# ВЫБРАННЫЙ ТЕКСТ
-----

Амелий был весьма религиозен: он соблюдал традиционные обряды, демонстрируя интерес к религиозным традициям, в частности к мифам, священным текстам и ритуалам. Порфирий в VP. 10 рассказывает о безуспешной попытке Амелия понудить учителя посетить храм в праздник новолуния. В этом эпизоде Амелий, посещавший храмы в каждый праздничный день, характеризуется как φιλόθυτος, т. е. «любящий жертвоприношения». Интерес к экзегезе таких текстов, как «Орфические поэмы» и «Халдейские оракулы», виден в цитате Прокла из Амелия в In Tim. 1.306.1-14 и 1.336.16-26, где тот, следуя во многом за Нумением, отождествляет выдвигаемых им трех демиургов с Ураном, Кроносом и Фанетом (fr. 96 Kern); отсылка к Халдейским оракулам прослеживается в In Tim. I 361, 30: αὐτουργὸς τεχνίτης (ср. Оr. Chald. 68.2 Des Places). К тому же он, вслед за Плотином, критикующим гностиков (Plot. Enn. III.8; V.8; V.5; II.9), – среди его учеников были и гностики, – пишет в сорока книгах опровержение книги Зостриана, что, разумеется, способствовало его знакомству с Священным Писанием христиан (VP. 16)

В 269 г. Амелий покидает учителя и обосновывается в Апамее, втором городе Сирии после Антиохии, где открывает философскую школу или кружок по образцу Нумения, который ранее прославил Апамею как центр философских исследований (Νουμήνιος, Ἀπαμεὺς, ἀπὸ Συρίας φιλόσοφος Πυθαγόρειος. Suda. N. 517.1 [13, c. 749–754]).

-----

# СПИСОК ЗАДАНИЙ
#1 Приведите без изменений отрывок текста об Амелии между словами "В 269 г. Амелий" и "[13, c. 749–754])." включительно.
#2 Перепишите в виде CSV с двумя столбцами, «формулировка» и «ответ», только те записи, что находятся между строками, содержащими "of the paper" и "point(586, 172)", включительно. Каждой формулировке отводится одна строка: она сама и её ответ, каждый в отдельном поле в кавычках, переносы строк заменены пробелами.

# МАТЕРИАЛ ДЛЯ ОБРАБОТКИ
-----

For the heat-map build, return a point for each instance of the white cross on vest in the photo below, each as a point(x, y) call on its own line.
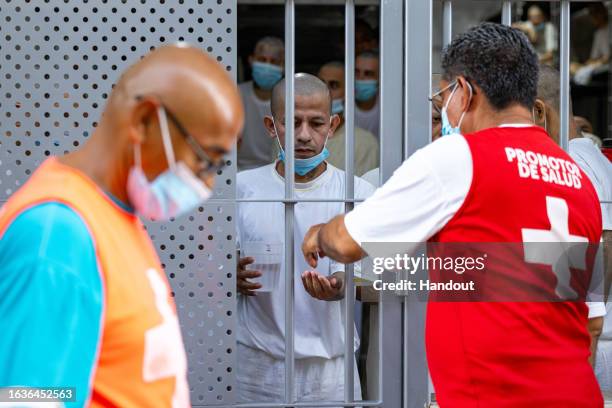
point(556, 252)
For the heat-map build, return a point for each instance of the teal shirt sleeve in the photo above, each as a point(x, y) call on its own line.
point(51, 301)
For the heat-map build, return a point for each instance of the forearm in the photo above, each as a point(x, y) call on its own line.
point(340, 276)
point(336, 242)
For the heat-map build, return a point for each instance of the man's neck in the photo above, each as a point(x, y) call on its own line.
point(367, 105)
point(261, 94)
point(340, 124)
point(311, 175)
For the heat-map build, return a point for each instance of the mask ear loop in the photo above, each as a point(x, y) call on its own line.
point(469, 101)
point(137, 156)
point(534, 121)
point(277, 138)
point(165, 131)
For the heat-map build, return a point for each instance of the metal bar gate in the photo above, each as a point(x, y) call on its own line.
point(59, 59)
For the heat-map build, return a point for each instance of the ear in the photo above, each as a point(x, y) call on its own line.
point(467, 93)
point(335, 122)
point(143, 112)
point(539, 112)
point(269, 125)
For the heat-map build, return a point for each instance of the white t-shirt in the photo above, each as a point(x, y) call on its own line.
point(599, 170)
point(319, 327)
point(601, 43)
point(256, 147)
point(423, 194)
point(369, 120)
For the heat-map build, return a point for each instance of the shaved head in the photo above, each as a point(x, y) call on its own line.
point(306, 85)
point(187, 81)
point(201, 104)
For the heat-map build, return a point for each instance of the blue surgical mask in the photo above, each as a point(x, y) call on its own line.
point(174, 192)
point(447, 128)
point(303, 166)
point(365, 89)
point(337, 106)
point(266, 75)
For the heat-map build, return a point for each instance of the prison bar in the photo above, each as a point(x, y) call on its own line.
point(349, 194)
point(447, 23)
point(507, 12)
point(564, 74)
point(289, 195)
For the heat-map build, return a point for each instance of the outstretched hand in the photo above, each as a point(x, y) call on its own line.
point(310, 247)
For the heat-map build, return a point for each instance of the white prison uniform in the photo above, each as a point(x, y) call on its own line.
point(260, 378)
point(599, 170)
point(373, 177)
point(370, 119)
point(256, 146)
point(319, 326)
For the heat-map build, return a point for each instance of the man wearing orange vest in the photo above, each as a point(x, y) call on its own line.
point(84, 301)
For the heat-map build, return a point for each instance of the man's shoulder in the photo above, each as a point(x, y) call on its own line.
point(365, 137)
point(246, 86)
point(363, 189)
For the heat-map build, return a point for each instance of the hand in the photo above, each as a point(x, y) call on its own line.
point(324, 287)
point(244, 286)
point(310, 246)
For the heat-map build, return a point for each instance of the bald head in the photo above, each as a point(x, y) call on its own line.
point(306, 86)
point(186, 81)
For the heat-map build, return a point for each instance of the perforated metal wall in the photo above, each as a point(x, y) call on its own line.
point(58, 61)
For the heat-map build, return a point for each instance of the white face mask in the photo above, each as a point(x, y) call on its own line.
point(447, 128)
point(174, 192)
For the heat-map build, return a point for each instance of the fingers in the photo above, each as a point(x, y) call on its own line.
point(312, 259)
point(244, 286)
point(247, 288)
point(248, 274)
point(242, 262)
point(319, 286)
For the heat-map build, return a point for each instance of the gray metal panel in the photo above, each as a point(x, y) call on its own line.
point(289, 193)
point(59, 61)
point(564, 77)
point(391, 97)
point(417, 134)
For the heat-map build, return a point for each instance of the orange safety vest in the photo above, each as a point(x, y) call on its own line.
point(141, 358)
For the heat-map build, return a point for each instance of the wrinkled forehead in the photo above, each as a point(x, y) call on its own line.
point(328, 74)
point(367, 63)
point(270, 51)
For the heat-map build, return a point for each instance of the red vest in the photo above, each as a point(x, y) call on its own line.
point(516, 354)
point(141, 358)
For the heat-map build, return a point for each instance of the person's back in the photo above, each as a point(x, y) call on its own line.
point(256, 147)
point(84, 300)
point(486, 347)
point(495, 180)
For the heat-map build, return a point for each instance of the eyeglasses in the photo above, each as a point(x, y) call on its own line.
point(437, 100)
point(206, 164)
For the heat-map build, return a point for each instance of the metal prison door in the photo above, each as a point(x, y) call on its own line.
point(58, 64)
point(59, 61)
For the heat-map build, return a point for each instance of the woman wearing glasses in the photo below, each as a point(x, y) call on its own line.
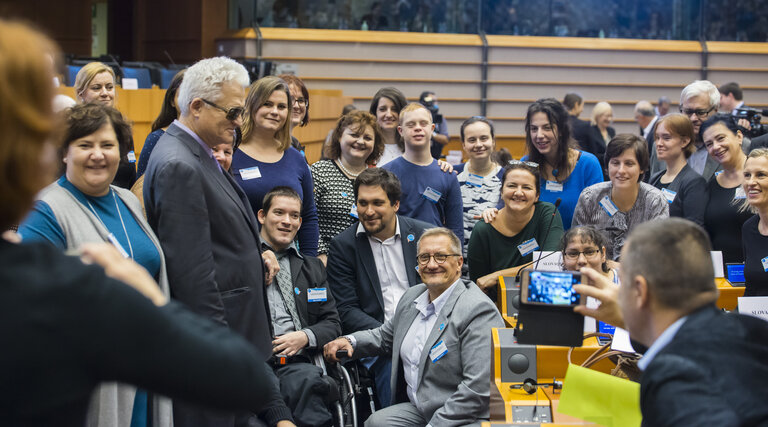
point(523, 225)
point(83, 207)
point(615, 207)
point(480, 177)
point(300, 106)
point(723, 217)
point(684, 189)
point(585, 246)
point(265, 159)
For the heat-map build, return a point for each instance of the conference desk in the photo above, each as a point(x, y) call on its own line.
point(509, 297)
point(509, 404)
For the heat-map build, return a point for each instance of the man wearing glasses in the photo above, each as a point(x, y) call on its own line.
point(439, 340)
point(206, 227)
point(698, 101)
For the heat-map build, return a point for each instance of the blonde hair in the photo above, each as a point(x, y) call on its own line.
point(88, 73)
point(27, 120)
point(599, 109)
point(413, 106)
point(757, 152)
point(260, 91)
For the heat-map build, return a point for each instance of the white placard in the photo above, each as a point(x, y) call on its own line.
point(548, 263)
point(130, 84)
point(621, 341)
point(754, 306)
point(717, 262)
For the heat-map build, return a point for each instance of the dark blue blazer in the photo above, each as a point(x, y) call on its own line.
point(714, 372)
point(353, 278)
point(209, 235)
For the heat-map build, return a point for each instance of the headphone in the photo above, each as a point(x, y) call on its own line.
point(530, 385)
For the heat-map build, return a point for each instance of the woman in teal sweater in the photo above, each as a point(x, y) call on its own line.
point(500, 247)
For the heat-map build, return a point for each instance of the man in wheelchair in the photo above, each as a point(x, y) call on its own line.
point(303, 313)
point(439, 340)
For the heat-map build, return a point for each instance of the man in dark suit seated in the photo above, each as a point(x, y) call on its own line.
point(373, 262)
point(439, 341)
point(206, 227)
point(703, 366)
point(303, 312)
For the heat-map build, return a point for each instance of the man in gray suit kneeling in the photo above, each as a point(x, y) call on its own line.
point(439, 340)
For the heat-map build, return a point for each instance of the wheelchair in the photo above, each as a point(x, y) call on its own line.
point(357, 398)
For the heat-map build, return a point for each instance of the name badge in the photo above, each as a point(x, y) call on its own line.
point(250, 173)
point(438, 351)
point(112, 239)
point(669, 194)
point(431, 194)
point(554, 186)
point(317, 295)
point(475, 180)
point(608, 206)
point(527, 247)
point(739, 194)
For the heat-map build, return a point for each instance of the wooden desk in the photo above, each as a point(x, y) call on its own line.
point(729, 294)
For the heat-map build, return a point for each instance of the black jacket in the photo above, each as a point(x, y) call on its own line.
point(353, 277)
point(713, 373)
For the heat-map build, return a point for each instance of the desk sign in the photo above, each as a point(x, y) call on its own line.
point(717, 263)
point(130, 84)
point(754, 306)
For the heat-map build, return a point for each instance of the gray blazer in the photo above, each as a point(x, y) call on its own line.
point(455, 389)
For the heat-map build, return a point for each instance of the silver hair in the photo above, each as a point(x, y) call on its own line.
point(205, 79)
point(441, 231)
point(701, 87)
point(644, 108)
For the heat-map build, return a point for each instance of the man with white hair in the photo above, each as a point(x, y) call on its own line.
point(699, 101)
point(206, 227)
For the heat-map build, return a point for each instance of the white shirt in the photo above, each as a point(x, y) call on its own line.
point(661, 342)
point(390, 266)
point(412, 349)
point(391, 152)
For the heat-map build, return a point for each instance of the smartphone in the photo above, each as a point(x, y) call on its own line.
point(554, 288)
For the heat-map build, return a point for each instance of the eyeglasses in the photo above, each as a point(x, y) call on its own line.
point(423, 259)
point(699, 113)
point(233, 113)
point(518, 162)
point(588, 253)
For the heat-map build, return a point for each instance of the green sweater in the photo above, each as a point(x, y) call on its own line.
point(491, 251)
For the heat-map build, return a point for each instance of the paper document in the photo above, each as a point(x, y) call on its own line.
point(600, 398)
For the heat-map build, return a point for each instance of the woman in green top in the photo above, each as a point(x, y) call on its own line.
point(499, 248)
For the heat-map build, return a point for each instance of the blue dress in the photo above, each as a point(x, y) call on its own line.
point(258, 178)
point(586, 172)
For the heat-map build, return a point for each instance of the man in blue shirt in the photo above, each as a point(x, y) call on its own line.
point(429, 194)
point(703, 366)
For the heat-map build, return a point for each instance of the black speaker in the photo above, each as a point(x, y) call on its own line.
point(518, 361)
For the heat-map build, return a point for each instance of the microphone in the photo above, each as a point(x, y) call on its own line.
point(168, 55)
point(549, 227)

-----

# ОТВЕТЫ ПО ЗАДАНИЯМ
#1
В 269 г. Амелий покидает учителя и обосновывается в Апамее, втором городе Сирии после Антиохии, где открывает философскую школу или кружок по образцу Нумения, который ранее прославил Апамею как центр философских исследований (Νουμήνιος, Ἀπαμεὺς, ἀπὸ Συρίας φιλόσοφος Πυθαγόρειος. Suda. N. 517.1 [13, c. 749–754]).

#2
формулировка,ответ
"For the heat-map build, return a point for each instance of the paper document in the photo above, each as a point(x, y) call on its own line.","point(600, 398)"
"For the heat-map build, return a point for each instance of the woman in green top in the photo above, each as a point(x, y) call on its own line.","point(499, 248)"
"For the heat-map build, return a point for each instance of the blue dress in the photo above, each as a point(x, y) call on its own line.","point(258, 178) point(586, 172)"